[MATERIAL PROVIDED — start]

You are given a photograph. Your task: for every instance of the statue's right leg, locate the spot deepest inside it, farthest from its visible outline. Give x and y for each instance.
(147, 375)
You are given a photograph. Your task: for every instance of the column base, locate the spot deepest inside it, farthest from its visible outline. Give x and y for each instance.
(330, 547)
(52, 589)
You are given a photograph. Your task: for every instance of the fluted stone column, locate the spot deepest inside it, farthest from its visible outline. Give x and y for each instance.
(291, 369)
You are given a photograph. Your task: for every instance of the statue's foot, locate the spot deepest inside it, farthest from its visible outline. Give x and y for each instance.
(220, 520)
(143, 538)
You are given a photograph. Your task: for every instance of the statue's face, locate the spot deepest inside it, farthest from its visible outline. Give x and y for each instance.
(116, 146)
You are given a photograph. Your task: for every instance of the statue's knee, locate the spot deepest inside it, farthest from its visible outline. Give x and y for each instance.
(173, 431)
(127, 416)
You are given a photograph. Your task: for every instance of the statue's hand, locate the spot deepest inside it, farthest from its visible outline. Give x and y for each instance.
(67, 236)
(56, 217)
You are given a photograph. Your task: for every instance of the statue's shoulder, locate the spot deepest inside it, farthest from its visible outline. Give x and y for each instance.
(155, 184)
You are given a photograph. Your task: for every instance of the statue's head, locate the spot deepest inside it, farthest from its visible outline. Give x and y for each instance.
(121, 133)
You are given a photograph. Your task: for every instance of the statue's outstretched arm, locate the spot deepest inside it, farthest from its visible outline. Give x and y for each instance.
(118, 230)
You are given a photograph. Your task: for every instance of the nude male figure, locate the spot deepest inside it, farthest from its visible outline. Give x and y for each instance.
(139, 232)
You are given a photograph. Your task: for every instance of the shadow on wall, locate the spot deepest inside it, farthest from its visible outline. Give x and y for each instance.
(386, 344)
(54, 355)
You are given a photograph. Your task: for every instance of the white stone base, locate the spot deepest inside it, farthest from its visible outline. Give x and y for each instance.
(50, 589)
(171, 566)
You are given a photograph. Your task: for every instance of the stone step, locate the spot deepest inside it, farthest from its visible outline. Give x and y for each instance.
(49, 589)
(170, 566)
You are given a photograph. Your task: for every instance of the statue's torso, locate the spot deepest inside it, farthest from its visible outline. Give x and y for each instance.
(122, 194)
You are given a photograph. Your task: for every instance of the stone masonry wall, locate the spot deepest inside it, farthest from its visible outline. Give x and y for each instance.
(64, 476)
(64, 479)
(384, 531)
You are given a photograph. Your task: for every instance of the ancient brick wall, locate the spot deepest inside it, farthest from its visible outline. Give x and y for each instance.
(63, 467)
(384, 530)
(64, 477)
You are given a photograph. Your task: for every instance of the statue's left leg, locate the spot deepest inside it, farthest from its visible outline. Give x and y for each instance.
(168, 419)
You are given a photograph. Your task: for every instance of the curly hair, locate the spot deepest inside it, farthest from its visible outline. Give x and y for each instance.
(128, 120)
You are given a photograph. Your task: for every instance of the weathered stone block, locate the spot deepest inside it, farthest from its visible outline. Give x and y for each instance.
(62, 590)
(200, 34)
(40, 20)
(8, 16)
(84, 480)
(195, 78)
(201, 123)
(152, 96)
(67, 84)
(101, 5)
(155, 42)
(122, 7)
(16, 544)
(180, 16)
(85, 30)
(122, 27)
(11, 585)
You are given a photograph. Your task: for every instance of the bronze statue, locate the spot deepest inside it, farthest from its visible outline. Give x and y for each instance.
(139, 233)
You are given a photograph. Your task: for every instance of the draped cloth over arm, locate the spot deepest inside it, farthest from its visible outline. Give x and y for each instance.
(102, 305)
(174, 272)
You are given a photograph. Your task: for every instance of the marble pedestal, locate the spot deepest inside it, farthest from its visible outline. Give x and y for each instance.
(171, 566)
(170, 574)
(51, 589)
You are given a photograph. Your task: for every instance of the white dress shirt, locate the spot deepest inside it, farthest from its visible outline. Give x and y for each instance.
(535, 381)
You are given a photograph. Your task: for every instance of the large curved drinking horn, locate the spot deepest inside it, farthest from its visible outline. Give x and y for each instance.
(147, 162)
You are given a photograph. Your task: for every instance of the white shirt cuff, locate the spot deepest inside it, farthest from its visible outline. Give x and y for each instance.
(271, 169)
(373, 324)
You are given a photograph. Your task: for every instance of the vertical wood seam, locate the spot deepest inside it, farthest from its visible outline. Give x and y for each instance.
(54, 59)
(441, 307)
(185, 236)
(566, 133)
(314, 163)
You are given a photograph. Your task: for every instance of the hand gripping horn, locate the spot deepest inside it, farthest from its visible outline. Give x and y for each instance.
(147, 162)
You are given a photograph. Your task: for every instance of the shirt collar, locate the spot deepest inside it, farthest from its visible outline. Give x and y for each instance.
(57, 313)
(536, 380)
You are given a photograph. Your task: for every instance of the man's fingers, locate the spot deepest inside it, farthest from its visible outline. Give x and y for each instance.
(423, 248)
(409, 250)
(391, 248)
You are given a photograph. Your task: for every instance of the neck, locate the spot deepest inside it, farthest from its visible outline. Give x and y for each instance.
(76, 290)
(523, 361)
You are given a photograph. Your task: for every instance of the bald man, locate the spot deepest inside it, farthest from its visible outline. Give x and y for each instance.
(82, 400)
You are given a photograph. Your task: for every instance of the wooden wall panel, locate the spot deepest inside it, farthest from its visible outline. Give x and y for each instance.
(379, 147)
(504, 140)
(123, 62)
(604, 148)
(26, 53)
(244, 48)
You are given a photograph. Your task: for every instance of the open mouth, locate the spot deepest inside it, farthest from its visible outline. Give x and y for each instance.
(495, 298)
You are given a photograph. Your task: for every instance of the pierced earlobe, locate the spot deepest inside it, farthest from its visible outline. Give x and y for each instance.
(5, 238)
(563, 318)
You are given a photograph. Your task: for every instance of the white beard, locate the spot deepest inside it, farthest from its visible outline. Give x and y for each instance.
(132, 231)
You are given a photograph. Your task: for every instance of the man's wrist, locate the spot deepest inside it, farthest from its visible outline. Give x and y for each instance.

[MATERIAL PROVIDED — finish]

- [EXERCISE BRIEF]
Please output every record exactly as it appears.

- [ANSWER TO THIS TASK]
You are given a photograph. Your task: for every instance of the statue's right leg, locate the spot deepest inside it, farthest from its visible outline. Give x and y for each instance.
(147, 375)
You are given a photograph. Your task: for every instance of the column base, locate the spot deepest inside it, farthest from its visible outline. Give x and y for each instance.
(330, 547)
(52, 589)
You are given a photograph. Your task: for every instance of the fluted stone column, locate the spot deepest inside it, farthest from its visible outline. Give x and y for each instance.
(291, 369)
You are given a photograph. Your task: for every instance of the statue's foot, locate the spot deepest inside it, farthest from its visible outline. Give x and y for each instance.
(220, 520)
(143, 538)
You are given a photograph. Your task: for every instance of the statue's face, locate the spot deepest inside it, farthest from its visible outline. Give x and y for each instance.
(116, 146)
You are given a photograph. Your task: for every instance of the statue's knee, locate the spot deepest inside it, farthest from its visible outline. Give x and y for each instance.
(173, 431)
(127, 416)
You are given a photograph. Your task: for every instance of the statue's hand, locate the spot deepest inside it, farthest from its visible outline. Give x and y for each instance.
(67, 236)
(56, 217)
You are given a photograph. Your task: for every instance of the statue's shoulder, locate the spot deepest inside it, farthest from its visible outline. Give x and y for each instance.
(155, 184)
You are given a photograph. Your task: for every instance of the statue's head, locate the spot deepest inside it, farthest from its visible outline. Give x and y for each instance.
(121, 133)
You are given a photograph. Your task: for every instance of the statue's outstretched arm, locate the spot deepest inside it, farthest from its visible outline. Give x and y for each instance.
(118, 230)
You are given a photograph. Your task: for every instance of the nude male figure, locate the spot deepest inside it, farthest from its visible outline. Give x and y for each instance.
(139, 232)
You are given a photograph. Your task: for every instance of the shadow on wall, locate the spot deepest inside it, farthest from its visible outline. Give x and y for each instance.
(386, 344)
(54, 355)
You are given a photograph. Your task: for every instance of the white stone base, locate the spot deepest inside it, farthest from its visible outline. Give x and y for each instance.
(50, 589)
(171, 566)
You are given a photograph. Your task: for every instance of the stone step, locate the spot deepest inside it, farthest from its visible outline. Give x and y for each instance.
(49, 589)
(170, 566)
You are given a photograph. Your task: for every instance of the statue's torso, locate the spot deepest inside it, farthest from its visible outline. Give x and y for each instance.
(122, 194)
You are given a photograph. Your task: for every instance of the stone masonry wall, locate the spot deepest inside it, farthest from its visible outline. Give x and y for each instance.
(64, 476)
(64, 479)
(384, 531)
You are given a photograph. Your task: for every instance of the ancient brick wall, locate the spot deepest inside it, farthest from its visible outline. Give x and y for each instance.
(63, 467)
(384, 530)
(64, 477)
You are given a photograph. Your task: for every instance of the statue's left leg, locate the spot deepest inside it, farthest from its visible outline. Give x and y for each instance.
(168, 419)
You are given a photograph. Your task: for every instance of the curly hair, locate the spot deepest inside it, farthest from its visible outline. Give x and y for each instance.
(128, 120)
You are given a photograph. Your task: for every instance of the weathered stone block, locate the spot deepest inside it, farthest from its visible outline. Give x and y for each instance.
(62, 590)
(200, 34)
(40, 20)
(8, 16)
(84, 480)
(195, 78)
(201, 123)
(152, 96)
(67, 84)
(101, 5)
(155, 42)
(122, 7)
(16, 544)
(180, 16)
(85, 30)
(122, 27)
(11, 585)
You are given a photograph. Your task: for every instance of the bronze statue, locate the spot deepest inside it, farthest from its visible outline. Give x and y for each instance.
(139, 233)
You are given a photograph. Your task: for every instance of the draped cloth over arm, locate the spot deepest inside it, farthest from its visible outline. Give x and y for each instance.
(102, 305)
(174, 272)
You are given a photograph. Your task: for every instance of the marble pedestal, locate the spot deepest inside it, farthest from its visible outline. Give x and y for each instance.
(171, 566)
(170, 574)
(51, 589)
You are given a photograph. Your task: for every instance of the white dress shirt, locate the spot deepest inside it, farthest from its visible outline. Give x and y for each instance.
(535, 381)
You are given a photograph. Your task: for every instance of the large curved drinking horn, locate the spot deepest inside it, farthest from its visible outline. Give x and y for each instance.
(147, 162)
You are given a photograph. Your task: for every instance of the white shirt cuff, locate the spot deepest inside it, farthest from its visible outline. Give x and y for each instance.
(271, 169)
(373, 324)
You are given a photograph. Your task: for every instance of the vertical wood seam, locate the spot deepest inside it, farthest from its visible outline. Give x and y for each instance.
(54, 59)
(441, 307)
(185, 236)
(566, 133)
(314, 163)
You are given a photograph. Your task: for every instance of the hand gripping horn, locate the spot deepest inside it, farthest from its visible outline. Give x and y for each instance.
(147, 162)
You are given a photograph. Your task: for every instance of the shirt collar, locate the spot deepest inside it, farthest from its visible outline. Give x and y for each instance.
(57, 313)
(536, 380)
You are given a photograph. Your task: for every instance of the man's fingers, locate the spot deepest inside it, farthest from its visible outline. Give x and y for each instance.
(423, 248)
(409, 250)
(391, 248)
You are given a photograph. Your task: for every instance of the neck, locate the spot deepest inside it, farthest from its visible outline. Give x and y for each instance.
(76, 290)
(523, 361)
You are given a photograph. Your task: for every instance of the bald man, locate the spot deepest inside it, farthest from its visible outline. Give x and y for each instance.
(82, 400)
You are given a photograph. Your task: for every instance of the wooden wall panel, locate the spot deepest inside it, farthest from its visible outline. Give x and y for each instance.
(379, 147)
(504, 140)
(123, 62)
(604, 148)
(26, 53)
(244, 48)
You are given a photograph. Your task: for every instance of the open mouth, locate the spot deepest inside it, farthest from its visible outline. Give x and y for each instance.
(495, 298)
You are given a photograph. Your task: for every instance of the pierced earlobe, locate the spot deepest inside it, farthest from its visible outline. Give x and y for each instance.
(5, 238)
(563, 318)
You are given a photograph. Your task: for every instance of the white beard, locate the spot deepest inside it, farthest from its visible outline. Give x and y for each instance.
(132, 231)
You are given a photograph. Your task: for every instance of the man's wrist, locate the spot deepest inside it, farthest from its visible outline. Give x and y for each instance.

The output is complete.